** START OF DATA EXTRACT **

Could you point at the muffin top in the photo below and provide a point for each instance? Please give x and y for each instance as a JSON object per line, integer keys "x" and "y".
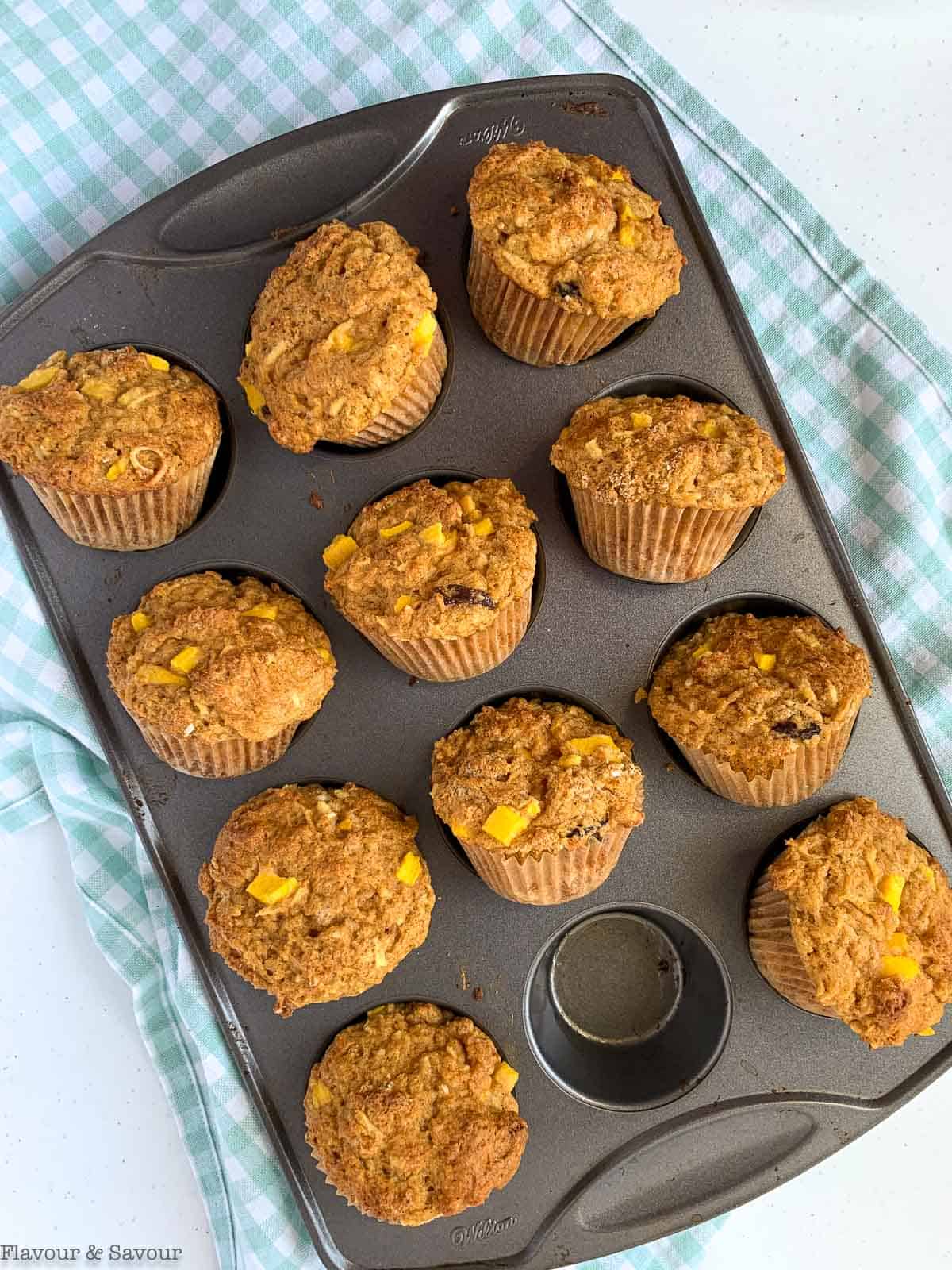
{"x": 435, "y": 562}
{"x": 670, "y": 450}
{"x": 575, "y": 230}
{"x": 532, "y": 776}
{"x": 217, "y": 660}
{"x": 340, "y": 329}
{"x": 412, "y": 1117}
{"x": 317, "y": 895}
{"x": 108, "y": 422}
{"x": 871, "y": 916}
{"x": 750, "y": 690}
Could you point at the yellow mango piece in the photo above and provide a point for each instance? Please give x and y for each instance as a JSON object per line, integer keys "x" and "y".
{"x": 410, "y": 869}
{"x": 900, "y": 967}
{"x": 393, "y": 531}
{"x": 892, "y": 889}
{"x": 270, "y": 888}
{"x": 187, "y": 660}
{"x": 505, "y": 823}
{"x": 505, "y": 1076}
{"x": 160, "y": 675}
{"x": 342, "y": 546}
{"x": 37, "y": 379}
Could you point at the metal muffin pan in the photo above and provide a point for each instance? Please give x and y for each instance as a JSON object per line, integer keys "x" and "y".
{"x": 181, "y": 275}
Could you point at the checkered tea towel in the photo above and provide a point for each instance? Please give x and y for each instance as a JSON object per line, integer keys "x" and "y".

** END OF DATA EXTRACT **

### OBJECTIVE
Starting at the line that contains "Could you point at the yellow" and ending at the last line, rewrite those lines with "instance" swapped for "occurrence" and everything else left as it is.

### ANSWER TO THE PROBLEM
Could you point at the yellow mango piece in the photo above and provide a point for each occurrence? Please give x and y for each occurrence as a JSON object per line, integer keys "x" and "y".
{"x": 410, "y": 869}
{"x": 900, "y": 967}
{"x": 393, "y": 531}
{"x": 892, "y": 889}
{"x": 270, "y": 888}
{"x": 187, "y": 660}
{"x": 505, "y": 823}
{"x": 505, "y": 1076}
{"x": 160, "y": 675}
{"x": 342, "y": 546}
{"x": 37, "y": 379}
Could you point at the metal muffin pan in the photo above and provide a point for each occurrence? Please give x and y for each occurrence as a JSON object per line, integer keys "x" and "y".
{"x": 181, "y": 275}
Could you point at the checkered tea towel in the photo above and provide a point for each occurrence? Please give x and y for each occurrence as a JSON object per line, integer keys "x" and "y".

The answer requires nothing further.